LISTA DE TAREAS —
**1.** En el relato sobre la hija con síntomas, ¿qué síntomas dice tener la hija cuando llama a su madre?
**2.** Redacta lo que sigue en el relato sobre la hija con síntomas, a partir de su última oración.

━━━━━ RELATO DE REFERENCIA

La primera imagen que se me cruzó fue ella, tan chiquita, con cincuenta centímetros y días de vida. Con una máscara en la nariz para respirar mejor, tras el nacimiento en un parto complicado que me llevó a una cesárea de urgencia. Días después, el neonatólogo la puso en mis brazos y me dijo: “Nunca te olvides de que es sana. No tiene nada”.
Veinticinco años después, esa imagen volvió y se me instaló en el alma. ¿No será que aquel médico me mintió? ¿No le habrá dejado ese nacimiento algún tipo de vulnerabilidad que hoy reaparece ante la presencia de este virus inmundo?
Mi hija me había llamado por teléfono el martes a la noche. Acaba de volver de un viaje a Europa: “Mamá, llamé al 107. Tengo síntomas desde temprano, pero no te preocupes, por favor, estoy bien. Me van a venir a buscar del SAME”.
¿Cómo? ¿Esto no le pasa a la gente que aparece en el noticiero como un número más? ¿Cómo es que nos pasa a nosotras? Ella no es un número, es mi hija. ¿Estará entre el número de infectados que darán en las noticias? ¿No era que el diario de hoy no habla de vos ni de mí? La cabeza no para de acumular preguntas inútiles.
“Tengo síntomas: tos y fiebre, pero estoy bien. No te preocupes”. Ella me tranquiliza a mí. ¿No debería ser al revés? El mundo se desploma. ¿Cómo la van a llevar en una ambulancia del SAME sin que yo pueda ir? ¿Cómo voy a hacer para que mi corazón siga latiendo en este tiempo que no pasa más?

━━━━━━━━━━
━━━━━ DATOS DEL EJERCICIO

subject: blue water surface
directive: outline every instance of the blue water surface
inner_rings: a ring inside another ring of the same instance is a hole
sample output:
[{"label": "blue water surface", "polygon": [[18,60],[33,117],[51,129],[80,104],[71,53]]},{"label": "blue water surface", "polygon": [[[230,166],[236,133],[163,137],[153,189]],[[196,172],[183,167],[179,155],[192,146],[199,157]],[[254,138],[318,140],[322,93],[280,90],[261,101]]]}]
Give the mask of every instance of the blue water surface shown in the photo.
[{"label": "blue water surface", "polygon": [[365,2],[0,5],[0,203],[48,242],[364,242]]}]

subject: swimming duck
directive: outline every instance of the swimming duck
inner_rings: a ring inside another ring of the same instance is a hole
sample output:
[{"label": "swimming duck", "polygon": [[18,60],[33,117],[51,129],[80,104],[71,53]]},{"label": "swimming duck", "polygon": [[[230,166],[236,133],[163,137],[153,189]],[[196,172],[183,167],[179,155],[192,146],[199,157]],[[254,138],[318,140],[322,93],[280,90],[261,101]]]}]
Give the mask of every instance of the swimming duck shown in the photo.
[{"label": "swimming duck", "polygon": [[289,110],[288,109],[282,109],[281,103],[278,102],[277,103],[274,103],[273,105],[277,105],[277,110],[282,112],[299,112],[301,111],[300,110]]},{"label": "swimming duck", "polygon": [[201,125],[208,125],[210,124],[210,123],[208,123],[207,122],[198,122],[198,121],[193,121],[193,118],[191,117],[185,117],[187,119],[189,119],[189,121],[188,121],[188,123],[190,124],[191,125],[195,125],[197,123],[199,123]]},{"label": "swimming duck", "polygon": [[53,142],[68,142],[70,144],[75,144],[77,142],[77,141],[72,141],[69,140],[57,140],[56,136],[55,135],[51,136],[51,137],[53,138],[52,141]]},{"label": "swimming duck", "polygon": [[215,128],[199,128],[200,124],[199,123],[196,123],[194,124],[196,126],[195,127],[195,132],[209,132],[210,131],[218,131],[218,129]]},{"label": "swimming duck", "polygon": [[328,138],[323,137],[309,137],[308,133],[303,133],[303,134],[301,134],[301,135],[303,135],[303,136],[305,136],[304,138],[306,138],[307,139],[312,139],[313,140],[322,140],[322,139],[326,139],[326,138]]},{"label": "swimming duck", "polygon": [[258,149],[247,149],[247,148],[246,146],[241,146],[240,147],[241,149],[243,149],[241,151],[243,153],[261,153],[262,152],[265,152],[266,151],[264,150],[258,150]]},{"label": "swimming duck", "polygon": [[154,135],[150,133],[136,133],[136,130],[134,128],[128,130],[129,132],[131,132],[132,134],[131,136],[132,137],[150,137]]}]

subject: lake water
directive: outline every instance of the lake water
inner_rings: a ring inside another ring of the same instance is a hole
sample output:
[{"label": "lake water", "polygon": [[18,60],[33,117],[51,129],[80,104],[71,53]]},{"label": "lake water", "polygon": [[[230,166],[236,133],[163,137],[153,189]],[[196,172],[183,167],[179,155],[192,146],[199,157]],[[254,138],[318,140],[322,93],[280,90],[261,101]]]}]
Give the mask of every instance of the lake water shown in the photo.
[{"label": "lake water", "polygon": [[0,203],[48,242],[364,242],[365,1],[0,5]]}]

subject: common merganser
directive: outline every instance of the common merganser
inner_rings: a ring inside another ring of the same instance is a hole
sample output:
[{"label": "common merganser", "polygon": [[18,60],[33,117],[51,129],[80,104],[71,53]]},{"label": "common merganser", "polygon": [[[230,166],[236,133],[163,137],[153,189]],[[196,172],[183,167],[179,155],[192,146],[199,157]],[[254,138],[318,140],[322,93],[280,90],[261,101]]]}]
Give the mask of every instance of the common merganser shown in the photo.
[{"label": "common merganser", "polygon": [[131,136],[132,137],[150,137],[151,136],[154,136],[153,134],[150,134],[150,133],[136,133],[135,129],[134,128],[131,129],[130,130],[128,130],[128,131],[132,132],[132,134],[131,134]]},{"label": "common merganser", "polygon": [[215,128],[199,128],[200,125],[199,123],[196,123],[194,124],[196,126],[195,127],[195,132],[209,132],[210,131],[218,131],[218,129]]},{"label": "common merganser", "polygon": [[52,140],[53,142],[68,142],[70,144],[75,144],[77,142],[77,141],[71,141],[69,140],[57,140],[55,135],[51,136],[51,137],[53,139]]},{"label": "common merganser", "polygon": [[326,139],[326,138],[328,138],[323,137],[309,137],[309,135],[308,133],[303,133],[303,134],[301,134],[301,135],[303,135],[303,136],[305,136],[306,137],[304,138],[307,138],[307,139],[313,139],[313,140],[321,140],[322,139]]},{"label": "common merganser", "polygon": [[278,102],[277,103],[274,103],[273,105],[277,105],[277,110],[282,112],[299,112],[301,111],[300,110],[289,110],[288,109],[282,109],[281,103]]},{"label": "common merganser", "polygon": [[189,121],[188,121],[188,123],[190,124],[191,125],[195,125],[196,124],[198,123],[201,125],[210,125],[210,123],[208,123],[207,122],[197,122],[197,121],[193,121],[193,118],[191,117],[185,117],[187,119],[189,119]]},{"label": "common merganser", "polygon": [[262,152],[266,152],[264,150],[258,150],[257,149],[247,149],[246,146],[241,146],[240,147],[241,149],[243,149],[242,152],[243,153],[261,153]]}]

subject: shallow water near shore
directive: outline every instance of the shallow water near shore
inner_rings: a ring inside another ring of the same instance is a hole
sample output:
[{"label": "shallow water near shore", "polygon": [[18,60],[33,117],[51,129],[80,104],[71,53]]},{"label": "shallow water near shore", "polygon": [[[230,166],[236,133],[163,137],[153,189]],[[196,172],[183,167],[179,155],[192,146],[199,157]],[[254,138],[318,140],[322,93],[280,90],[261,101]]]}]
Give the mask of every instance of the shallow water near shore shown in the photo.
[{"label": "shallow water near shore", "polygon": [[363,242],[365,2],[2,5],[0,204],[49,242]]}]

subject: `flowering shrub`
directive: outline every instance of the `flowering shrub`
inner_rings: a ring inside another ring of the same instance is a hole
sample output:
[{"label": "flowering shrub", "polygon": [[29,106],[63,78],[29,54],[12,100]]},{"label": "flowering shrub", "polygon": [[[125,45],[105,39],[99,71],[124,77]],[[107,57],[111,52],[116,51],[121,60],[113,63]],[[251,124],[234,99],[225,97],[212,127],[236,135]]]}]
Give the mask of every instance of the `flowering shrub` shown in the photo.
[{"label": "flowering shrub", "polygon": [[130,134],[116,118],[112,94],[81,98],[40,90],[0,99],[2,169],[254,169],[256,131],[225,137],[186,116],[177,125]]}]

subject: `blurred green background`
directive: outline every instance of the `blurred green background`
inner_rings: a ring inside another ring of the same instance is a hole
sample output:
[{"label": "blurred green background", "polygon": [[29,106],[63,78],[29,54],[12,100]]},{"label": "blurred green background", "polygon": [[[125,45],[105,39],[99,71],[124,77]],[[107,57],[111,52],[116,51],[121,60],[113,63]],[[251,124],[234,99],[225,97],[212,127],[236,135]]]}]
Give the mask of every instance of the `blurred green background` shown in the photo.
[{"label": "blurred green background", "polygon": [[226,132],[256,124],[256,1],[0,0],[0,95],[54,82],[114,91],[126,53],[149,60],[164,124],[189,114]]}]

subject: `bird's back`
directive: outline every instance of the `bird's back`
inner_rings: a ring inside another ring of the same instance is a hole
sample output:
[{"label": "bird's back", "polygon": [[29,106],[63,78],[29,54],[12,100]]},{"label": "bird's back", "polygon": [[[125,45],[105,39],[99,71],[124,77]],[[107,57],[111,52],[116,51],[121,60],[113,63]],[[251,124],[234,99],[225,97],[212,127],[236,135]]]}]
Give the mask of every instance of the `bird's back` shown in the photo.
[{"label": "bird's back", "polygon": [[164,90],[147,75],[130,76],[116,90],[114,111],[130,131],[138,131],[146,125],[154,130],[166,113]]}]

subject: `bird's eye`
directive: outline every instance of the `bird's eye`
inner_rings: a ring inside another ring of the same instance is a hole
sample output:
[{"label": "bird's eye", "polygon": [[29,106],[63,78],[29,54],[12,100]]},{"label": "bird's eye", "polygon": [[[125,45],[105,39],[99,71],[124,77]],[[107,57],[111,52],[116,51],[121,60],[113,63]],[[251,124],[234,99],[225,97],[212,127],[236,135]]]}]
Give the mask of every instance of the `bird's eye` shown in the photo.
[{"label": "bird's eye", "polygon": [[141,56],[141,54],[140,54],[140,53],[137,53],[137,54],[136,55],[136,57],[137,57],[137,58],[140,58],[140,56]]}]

━━━━━━━━━━

TUS RESPUESTAS —
**1.** Tos y fiebre.

**2.**
Mientras esperé las 14 horas que tardó el SAME para buscarla en su casa y llevarla a la clínica, prendí una vela blanca y repetí millones de veces: “¡Que esté bien!”. Recé también a un dios que había olvidado hace un tiempo. Y tuve que buscar el padrenuestro en internet porque no recordaba cómo pronunciarlo. Me enojé mucho conmigo por ser tan poco creyente y acepté resignada la soledad y la impotencia de una atea caprichosa.
Esos tres días que duró todo, hasta que ella recibió sus dos resultados de tests que dieron negativos y supimos que no tenía coronavirus, fui un fantasma deambulando por la casa. Casi sin dormir, como una autómata. Mi única actividad era llamarla, mantenerla animada. Yo la tranquilizaba a ella y ella a mí. Por la mañana le preguntaba por el desayuno, coordinaba envíos de termos con té de jengibre para la tos, perfumes para mejorar el ambiente despoblado del consultorio que la albergó en esos días, su morada de aislamiento, y el resto del día solo padecía por no poder correr a abrazarla. Hasta fantaseé con irme a la clínica y quedarme en la sala de espera, para estar más cerca.
Y es hasta hoy que no pude verla. Lo peor que tiene este virus es que nos obliga a mantenernos aislados, cada cual en su casa, solos y teniéndonos miedo entre humanos.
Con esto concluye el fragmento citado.